> _PROBLEM DESCRIPTION_: Go through the data and copy every line in which "painting" appears.

Stored data entries
<<<<
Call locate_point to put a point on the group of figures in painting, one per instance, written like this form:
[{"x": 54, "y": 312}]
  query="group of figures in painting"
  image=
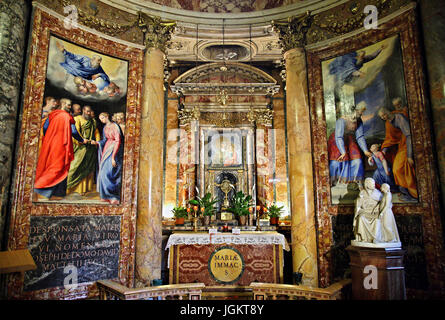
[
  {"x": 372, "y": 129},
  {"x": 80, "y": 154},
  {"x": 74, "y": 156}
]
>>>>
> _ANSWER BELOW_:
Call locate_point to put a point on the group of figures in painting, one per instance, written like this form:
  query="group of figures in painting"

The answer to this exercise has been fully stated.